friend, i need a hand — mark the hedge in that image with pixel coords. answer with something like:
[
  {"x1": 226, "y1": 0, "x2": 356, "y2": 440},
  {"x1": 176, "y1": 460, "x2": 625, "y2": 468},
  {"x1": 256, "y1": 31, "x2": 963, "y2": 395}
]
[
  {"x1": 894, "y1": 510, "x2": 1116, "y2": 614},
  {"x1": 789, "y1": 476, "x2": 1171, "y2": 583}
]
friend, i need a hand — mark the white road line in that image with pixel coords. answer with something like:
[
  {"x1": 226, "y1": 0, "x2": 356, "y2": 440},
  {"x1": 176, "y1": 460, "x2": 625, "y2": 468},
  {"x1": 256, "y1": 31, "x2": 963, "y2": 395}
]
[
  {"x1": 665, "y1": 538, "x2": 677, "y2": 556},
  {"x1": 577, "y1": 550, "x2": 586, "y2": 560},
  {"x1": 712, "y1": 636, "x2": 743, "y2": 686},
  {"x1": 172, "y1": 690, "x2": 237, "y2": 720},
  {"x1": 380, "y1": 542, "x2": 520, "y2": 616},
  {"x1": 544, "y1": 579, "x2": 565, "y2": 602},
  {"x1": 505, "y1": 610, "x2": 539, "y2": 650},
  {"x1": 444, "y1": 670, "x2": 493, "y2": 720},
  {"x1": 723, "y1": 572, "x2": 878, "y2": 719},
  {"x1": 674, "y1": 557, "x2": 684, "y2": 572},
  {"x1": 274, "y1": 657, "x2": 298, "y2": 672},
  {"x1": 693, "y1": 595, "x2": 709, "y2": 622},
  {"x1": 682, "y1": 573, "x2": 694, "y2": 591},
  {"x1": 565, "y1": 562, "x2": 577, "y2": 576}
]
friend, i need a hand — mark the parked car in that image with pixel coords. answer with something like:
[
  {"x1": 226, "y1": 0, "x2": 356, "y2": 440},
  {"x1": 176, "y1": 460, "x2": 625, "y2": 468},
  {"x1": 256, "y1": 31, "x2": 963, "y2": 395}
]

#####

§ Assigned task: Give back the entries exactly, so that each line matches the original.

§ Answer for this exercise:
friend, i need a hand — mark the hedge in that image with pixel coords. answer with something like:
[
  {"x1": 226, "y1": 0, "x2": 356, "y2": 440},
  {"x1": 176, "y1": 460, "x2": 625, "y2": 468},
  {"x1": 256, "y1": 31, "x2": 963, "y2": 395}
]
[
  {"x1": 894, "y1": 510, "x2": 1116, "y2": 614},
  {"x1": 789, "y1": 476, "x2": 1171, "y2": 583}
]
friend, i need a hand — mark the white road line in that image with pixel coords. answer with something like:
[
  {"x1": 226, "y1": 0, "x2": 356, "y2": 440},
  {"x1": 176, "y1": 460, "x2": 625, "y2": 468},
  {"x1": 256, "y1": 31, "x2": 963, "y2": 395}
]
[
  {"x1": 665, "y1": 538, "x2": 677, "y2": 556},
  {"x1": 577, "y1": 550, "x2": 586, "y2": 560},
  {"x1": 712, "y1": 636, "x2": 743, "y2": 686},
  {"x1": 172, "y1": 690, "x2": 237, "y2": 720},
  {"x1": 380, "y1": 542, "x2": 520, "y2": 616},
  {"x1": 544, "y1": 579, "x2": 565, "y2": 602},
  {"x1": 505, "y1": 610, "x2": 539, "y2": 650},
  {"x1": 444, "y1": 670, "x2": 493, "y2": 720},
  {"x1": 723, "y1": 572, "x2": 878, "y2": 719},
  {"x1": 674, "y1": 557, "x2": 684, "y2": 572},
  {"x1": 274, "y1": 657, "x2": 298, "y2": 672},
  {"x1": 693, "y1": 595, "x2": 709, "y2": 622},
  {"x1": 682, "y1": 573, "x2": 694, "y2": 591},
  {"x1": 565, "y1": 562, "x2": 577, "y2": 576}
]
friend, i need a hand — mark the parked car in that image with pixel coords. answer with something like:
[
  {"x1": 226, "y1": 0, "x2": 356, "y2": 440},
  {"x1": 176, "y1": 460, "x2": 625, "y2": 468},
  {"x1": 256, "y1": 31, "x2": 963, "y2": 395}
]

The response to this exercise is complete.